Please pull out every line of the material below that contains the word "microwave", matching case exactly, and copy each such line in full.

INPUT FOR THIS TASK start

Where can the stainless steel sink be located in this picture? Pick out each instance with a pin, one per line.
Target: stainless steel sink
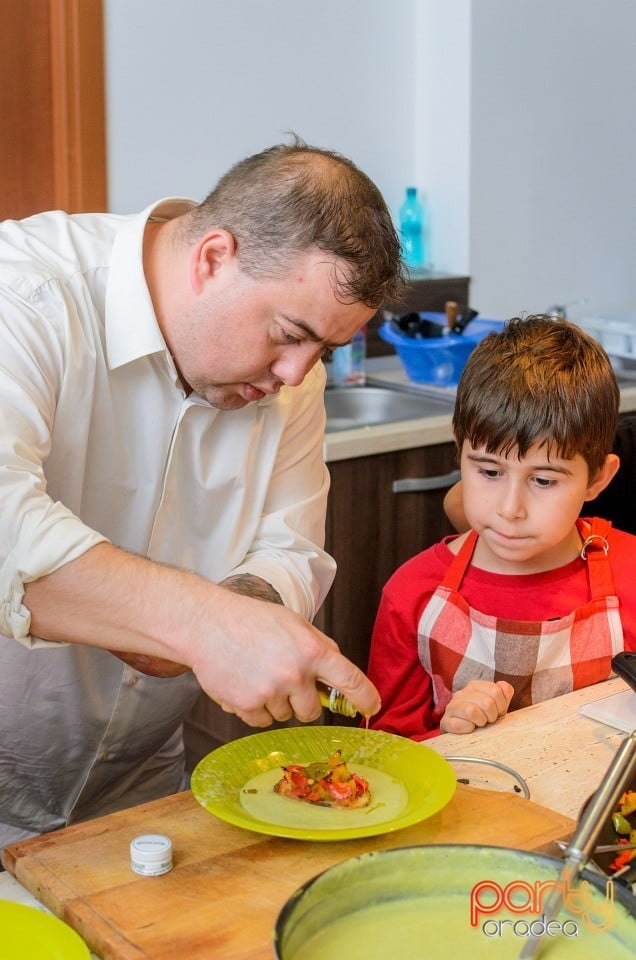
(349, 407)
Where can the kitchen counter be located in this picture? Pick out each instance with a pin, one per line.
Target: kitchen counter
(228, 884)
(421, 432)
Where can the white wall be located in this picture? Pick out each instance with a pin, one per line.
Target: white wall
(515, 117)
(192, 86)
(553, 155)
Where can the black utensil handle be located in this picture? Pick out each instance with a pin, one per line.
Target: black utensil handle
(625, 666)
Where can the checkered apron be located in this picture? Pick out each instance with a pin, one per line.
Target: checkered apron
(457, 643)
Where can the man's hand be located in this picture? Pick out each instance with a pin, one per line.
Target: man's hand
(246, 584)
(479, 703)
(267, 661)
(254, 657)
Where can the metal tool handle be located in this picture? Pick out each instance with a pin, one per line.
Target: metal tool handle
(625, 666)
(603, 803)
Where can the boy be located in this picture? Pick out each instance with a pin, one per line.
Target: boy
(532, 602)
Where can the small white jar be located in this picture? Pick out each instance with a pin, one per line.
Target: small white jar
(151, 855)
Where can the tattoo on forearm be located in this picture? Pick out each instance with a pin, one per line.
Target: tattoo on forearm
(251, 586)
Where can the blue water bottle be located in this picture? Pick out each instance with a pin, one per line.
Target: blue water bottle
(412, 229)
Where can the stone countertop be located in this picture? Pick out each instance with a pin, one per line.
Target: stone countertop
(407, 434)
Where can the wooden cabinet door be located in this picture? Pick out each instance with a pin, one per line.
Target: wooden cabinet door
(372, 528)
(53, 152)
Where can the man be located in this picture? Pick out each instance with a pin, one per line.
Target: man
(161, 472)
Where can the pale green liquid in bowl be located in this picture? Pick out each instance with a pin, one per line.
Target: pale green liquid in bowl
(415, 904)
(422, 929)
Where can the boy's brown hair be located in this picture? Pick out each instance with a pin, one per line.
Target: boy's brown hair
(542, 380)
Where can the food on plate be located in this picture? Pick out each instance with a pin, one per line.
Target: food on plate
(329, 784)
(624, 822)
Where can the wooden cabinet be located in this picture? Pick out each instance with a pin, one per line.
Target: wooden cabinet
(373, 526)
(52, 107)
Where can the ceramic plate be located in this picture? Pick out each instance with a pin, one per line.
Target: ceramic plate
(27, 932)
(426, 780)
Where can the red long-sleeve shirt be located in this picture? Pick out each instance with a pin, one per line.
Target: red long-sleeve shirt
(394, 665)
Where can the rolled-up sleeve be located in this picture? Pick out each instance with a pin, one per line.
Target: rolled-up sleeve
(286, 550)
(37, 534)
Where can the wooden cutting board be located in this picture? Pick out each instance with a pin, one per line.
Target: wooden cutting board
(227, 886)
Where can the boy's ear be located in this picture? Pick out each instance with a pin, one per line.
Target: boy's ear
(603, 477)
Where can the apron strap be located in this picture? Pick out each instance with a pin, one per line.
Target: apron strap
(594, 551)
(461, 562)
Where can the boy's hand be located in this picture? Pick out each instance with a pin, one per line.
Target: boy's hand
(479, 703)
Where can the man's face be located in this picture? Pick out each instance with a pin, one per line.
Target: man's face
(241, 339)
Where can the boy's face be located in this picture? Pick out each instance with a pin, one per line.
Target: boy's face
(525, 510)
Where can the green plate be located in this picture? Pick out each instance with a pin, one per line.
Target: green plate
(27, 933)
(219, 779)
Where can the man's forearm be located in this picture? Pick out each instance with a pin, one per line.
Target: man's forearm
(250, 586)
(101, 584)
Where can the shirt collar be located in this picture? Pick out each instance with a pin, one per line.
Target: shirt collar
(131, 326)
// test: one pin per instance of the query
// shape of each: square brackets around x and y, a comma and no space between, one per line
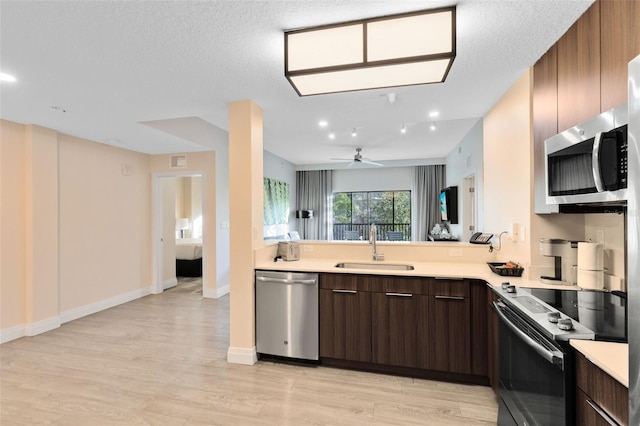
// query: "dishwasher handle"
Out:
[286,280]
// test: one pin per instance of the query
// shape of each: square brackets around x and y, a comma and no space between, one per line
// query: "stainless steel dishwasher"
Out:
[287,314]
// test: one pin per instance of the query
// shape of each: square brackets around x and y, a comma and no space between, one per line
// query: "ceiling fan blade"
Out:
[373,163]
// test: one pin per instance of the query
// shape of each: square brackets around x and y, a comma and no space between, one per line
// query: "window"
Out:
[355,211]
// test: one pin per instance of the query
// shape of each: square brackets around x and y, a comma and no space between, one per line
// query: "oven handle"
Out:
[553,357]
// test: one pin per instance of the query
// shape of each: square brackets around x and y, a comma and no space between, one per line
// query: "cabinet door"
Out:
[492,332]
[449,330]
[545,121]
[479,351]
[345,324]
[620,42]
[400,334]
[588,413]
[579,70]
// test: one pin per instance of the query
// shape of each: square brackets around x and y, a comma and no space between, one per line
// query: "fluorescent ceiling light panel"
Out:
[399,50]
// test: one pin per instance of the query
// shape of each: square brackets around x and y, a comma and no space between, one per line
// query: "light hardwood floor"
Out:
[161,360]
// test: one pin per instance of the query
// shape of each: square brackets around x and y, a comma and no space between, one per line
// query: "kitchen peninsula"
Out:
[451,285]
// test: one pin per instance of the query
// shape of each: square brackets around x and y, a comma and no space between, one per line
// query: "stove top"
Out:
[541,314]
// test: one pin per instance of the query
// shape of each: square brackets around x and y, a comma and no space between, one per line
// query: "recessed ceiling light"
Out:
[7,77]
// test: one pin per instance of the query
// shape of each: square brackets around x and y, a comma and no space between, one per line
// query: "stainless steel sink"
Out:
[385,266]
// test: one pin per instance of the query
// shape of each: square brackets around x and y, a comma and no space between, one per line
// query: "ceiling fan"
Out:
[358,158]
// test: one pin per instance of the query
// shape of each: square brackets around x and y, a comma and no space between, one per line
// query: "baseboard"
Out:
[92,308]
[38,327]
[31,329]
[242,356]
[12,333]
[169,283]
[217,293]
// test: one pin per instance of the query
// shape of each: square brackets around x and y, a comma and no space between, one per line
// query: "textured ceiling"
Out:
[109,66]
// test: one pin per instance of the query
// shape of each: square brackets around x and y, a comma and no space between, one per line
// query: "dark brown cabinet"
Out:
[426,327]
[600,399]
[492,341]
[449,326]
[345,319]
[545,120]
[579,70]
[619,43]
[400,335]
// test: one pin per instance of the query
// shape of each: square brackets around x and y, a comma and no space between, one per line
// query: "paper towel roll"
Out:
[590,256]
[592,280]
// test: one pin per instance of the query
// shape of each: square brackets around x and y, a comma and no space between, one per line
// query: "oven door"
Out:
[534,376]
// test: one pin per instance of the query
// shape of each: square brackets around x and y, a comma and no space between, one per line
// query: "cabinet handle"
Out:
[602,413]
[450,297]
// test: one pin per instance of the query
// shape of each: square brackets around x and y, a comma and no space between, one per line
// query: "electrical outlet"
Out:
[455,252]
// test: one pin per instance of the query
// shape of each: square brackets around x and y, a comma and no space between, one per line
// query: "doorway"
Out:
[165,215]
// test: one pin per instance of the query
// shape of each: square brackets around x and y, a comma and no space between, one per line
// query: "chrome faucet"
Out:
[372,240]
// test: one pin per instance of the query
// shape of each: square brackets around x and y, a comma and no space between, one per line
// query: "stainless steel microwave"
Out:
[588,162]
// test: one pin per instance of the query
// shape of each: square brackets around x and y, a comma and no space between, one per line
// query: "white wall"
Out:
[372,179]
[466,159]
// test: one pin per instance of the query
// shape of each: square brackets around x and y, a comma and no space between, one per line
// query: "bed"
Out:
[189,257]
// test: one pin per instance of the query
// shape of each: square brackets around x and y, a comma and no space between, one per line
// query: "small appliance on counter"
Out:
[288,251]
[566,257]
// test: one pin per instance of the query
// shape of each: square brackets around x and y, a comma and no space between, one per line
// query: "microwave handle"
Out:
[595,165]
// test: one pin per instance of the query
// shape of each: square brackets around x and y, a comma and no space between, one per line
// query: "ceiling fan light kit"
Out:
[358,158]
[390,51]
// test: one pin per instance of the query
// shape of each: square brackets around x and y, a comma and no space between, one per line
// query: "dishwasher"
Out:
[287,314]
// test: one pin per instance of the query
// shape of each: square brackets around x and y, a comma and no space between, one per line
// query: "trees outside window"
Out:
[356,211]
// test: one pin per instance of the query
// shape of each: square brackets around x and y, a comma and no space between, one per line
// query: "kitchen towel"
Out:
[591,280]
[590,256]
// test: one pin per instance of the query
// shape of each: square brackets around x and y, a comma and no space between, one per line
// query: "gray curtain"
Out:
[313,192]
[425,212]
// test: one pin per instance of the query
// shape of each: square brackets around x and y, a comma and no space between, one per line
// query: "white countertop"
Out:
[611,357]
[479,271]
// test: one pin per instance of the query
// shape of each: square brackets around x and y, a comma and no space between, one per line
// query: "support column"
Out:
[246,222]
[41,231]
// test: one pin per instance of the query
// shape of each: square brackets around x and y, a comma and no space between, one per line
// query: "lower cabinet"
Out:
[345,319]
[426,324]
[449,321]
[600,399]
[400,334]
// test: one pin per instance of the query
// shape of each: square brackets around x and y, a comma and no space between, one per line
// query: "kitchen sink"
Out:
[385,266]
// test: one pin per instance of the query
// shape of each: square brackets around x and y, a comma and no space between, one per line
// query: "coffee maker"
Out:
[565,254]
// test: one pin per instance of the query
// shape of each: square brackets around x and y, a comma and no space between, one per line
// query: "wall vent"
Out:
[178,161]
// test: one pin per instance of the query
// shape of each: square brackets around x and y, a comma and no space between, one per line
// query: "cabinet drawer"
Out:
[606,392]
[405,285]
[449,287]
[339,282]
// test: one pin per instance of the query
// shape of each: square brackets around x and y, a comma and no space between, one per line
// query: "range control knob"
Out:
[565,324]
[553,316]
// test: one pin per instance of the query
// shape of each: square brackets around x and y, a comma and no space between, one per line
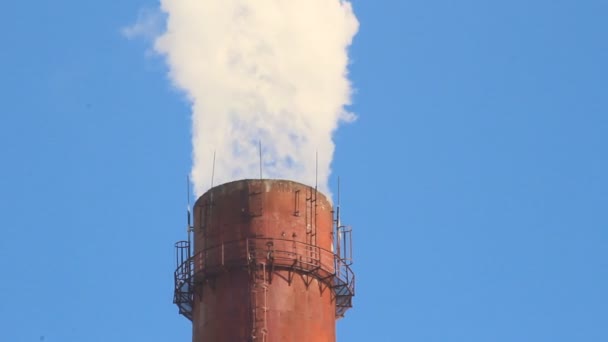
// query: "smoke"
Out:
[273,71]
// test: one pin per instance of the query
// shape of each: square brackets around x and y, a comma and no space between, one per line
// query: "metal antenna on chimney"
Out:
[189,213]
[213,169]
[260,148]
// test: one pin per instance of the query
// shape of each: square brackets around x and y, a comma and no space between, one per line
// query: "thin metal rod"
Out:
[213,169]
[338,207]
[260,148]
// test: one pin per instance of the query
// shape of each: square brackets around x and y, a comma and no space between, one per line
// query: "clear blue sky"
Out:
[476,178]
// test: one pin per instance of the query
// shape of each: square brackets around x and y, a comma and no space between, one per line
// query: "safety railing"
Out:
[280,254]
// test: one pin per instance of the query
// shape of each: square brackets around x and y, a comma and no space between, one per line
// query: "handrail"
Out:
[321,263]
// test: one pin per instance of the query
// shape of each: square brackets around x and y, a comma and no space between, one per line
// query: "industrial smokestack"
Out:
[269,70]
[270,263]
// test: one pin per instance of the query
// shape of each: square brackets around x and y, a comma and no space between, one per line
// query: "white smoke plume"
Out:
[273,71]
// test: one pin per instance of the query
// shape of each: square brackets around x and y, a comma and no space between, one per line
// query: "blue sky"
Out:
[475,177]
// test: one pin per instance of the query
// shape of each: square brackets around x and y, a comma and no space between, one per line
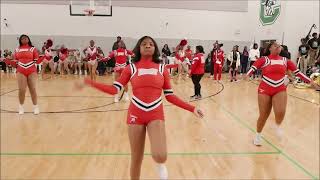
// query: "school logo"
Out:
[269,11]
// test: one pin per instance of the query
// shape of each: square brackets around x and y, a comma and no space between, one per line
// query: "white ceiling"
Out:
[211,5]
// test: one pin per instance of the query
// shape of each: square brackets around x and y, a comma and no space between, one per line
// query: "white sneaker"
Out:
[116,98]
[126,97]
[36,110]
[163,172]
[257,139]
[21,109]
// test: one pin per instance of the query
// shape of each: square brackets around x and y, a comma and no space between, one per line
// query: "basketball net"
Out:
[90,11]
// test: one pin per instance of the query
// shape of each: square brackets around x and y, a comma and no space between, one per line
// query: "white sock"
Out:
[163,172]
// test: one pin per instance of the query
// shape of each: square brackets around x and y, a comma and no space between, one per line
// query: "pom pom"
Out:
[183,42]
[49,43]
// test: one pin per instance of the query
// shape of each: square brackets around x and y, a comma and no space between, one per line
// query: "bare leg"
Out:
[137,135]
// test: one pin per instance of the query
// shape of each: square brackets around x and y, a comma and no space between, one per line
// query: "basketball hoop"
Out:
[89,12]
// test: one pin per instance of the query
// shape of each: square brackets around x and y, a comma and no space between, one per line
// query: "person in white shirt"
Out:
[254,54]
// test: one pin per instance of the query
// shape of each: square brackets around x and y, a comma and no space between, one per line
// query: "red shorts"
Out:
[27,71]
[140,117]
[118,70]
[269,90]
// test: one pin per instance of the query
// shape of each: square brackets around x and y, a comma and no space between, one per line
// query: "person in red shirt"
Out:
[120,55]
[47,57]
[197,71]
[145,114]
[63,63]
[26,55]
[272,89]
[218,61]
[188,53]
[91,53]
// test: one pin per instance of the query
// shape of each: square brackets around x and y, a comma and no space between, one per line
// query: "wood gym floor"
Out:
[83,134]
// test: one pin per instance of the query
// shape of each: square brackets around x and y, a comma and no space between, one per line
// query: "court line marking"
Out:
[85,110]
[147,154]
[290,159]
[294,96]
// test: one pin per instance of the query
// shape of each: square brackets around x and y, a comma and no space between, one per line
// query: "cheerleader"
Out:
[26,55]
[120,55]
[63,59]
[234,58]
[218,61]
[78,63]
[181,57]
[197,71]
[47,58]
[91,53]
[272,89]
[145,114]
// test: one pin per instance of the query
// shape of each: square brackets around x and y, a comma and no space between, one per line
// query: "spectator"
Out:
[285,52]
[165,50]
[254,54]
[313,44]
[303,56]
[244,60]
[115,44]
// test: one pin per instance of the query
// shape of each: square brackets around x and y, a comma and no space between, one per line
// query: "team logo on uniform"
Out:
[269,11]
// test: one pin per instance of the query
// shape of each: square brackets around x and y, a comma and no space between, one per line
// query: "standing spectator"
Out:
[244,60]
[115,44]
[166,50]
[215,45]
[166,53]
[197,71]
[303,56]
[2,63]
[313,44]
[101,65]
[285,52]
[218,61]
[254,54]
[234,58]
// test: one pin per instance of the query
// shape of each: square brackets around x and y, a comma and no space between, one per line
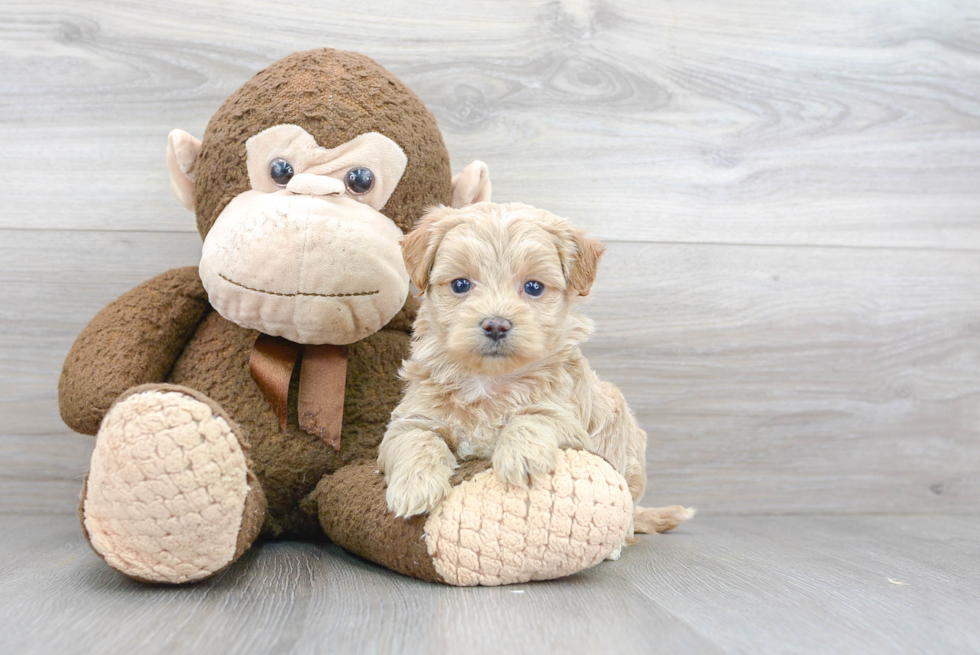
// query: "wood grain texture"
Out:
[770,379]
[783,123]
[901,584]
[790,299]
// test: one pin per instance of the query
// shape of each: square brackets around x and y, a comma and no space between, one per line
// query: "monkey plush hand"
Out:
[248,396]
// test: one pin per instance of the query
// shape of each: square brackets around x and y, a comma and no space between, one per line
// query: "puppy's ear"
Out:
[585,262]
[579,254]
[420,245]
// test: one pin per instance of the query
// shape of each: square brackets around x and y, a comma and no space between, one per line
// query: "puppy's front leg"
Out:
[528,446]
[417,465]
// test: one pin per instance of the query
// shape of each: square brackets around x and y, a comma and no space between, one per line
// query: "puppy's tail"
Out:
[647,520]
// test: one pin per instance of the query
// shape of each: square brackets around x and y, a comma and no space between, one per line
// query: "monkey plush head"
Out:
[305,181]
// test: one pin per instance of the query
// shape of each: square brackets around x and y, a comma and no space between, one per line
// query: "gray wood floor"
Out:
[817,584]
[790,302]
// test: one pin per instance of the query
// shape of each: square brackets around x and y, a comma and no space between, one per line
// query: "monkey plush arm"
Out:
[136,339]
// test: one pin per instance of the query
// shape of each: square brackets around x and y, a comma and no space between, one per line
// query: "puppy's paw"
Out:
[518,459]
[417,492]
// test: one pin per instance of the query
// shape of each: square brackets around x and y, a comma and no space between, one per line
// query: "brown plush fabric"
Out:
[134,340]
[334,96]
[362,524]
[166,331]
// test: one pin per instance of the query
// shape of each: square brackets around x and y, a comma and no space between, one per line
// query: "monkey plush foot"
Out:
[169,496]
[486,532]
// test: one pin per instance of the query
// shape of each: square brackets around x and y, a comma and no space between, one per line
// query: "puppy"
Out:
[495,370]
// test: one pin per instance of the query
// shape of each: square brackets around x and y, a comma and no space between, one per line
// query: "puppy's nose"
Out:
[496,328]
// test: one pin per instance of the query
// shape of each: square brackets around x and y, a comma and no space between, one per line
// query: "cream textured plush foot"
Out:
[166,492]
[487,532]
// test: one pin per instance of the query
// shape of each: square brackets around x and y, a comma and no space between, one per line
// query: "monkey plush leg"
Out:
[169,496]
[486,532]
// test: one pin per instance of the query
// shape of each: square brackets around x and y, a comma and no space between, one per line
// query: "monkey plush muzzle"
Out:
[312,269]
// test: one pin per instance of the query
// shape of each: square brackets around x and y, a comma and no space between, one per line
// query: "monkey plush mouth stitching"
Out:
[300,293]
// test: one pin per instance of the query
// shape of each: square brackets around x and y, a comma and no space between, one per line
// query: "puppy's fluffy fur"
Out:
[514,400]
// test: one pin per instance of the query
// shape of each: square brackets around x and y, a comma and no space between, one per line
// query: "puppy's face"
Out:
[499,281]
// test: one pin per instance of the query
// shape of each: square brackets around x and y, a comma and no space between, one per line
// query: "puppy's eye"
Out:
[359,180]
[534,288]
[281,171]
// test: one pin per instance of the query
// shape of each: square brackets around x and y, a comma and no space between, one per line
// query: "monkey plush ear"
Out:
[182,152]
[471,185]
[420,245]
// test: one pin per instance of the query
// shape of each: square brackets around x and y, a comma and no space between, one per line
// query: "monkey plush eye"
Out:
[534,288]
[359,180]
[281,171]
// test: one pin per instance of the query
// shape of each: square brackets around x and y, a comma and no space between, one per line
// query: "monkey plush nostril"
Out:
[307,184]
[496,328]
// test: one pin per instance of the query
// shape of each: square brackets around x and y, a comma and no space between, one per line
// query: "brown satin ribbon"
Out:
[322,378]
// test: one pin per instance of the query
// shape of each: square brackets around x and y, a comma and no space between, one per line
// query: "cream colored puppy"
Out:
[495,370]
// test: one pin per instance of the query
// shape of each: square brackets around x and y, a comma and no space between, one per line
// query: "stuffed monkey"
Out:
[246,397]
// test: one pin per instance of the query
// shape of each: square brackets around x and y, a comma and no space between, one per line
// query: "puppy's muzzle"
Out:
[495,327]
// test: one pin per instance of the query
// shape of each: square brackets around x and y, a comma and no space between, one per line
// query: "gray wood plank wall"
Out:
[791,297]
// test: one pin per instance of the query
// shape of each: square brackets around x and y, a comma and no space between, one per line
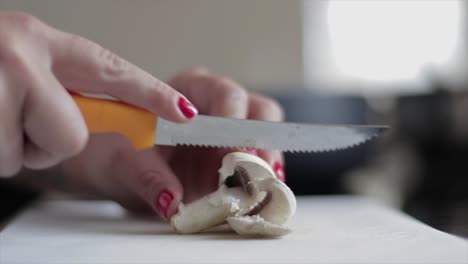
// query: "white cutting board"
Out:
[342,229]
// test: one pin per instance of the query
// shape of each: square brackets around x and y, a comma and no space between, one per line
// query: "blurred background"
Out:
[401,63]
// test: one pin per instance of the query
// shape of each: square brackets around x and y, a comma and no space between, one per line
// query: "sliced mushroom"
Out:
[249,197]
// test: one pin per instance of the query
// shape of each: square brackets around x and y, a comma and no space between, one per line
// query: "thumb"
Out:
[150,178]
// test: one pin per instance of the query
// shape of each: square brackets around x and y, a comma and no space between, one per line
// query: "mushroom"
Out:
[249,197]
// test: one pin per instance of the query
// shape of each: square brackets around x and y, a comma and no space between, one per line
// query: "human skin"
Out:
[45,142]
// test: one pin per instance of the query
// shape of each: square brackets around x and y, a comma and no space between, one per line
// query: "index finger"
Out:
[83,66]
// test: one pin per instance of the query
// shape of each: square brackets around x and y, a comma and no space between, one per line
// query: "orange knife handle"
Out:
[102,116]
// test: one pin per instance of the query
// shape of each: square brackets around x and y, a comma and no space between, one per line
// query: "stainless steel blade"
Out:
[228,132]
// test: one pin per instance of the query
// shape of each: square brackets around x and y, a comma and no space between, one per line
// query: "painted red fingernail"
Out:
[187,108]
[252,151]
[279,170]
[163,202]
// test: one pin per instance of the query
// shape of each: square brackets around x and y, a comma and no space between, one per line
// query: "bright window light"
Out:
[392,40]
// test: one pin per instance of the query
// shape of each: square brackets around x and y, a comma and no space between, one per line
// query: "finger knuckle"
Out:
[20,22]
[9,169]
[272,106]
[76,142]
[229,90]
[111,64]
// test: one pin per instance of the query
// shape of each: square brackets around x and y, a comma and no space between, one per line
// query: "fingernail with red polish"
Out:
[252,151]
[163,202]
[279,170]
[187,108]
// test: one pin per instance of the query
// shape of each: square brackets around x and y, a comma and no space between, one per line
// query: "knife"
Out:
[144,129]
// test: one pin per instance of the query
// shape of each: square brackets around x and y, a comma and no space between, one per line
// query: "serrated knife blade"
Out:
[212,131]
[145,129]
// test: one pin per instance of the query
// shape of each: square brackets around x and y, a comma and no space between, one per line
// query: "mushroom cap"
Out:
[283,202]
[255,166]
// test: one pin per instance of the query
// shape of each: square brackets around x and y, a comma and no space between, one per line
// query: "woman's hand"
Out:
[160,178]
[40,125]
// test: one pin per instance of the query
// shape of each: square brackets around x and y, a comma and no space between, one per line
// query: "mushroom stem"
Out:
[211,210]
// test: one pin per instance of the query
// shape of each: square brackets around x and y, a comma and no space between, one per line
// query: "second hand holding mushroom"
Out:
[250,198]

INPUT FOR THIS TASK end

- _SOLUTION TO THIS EXERCISE_:
// query: "stainless steel microwave"
// query: "microwave handle"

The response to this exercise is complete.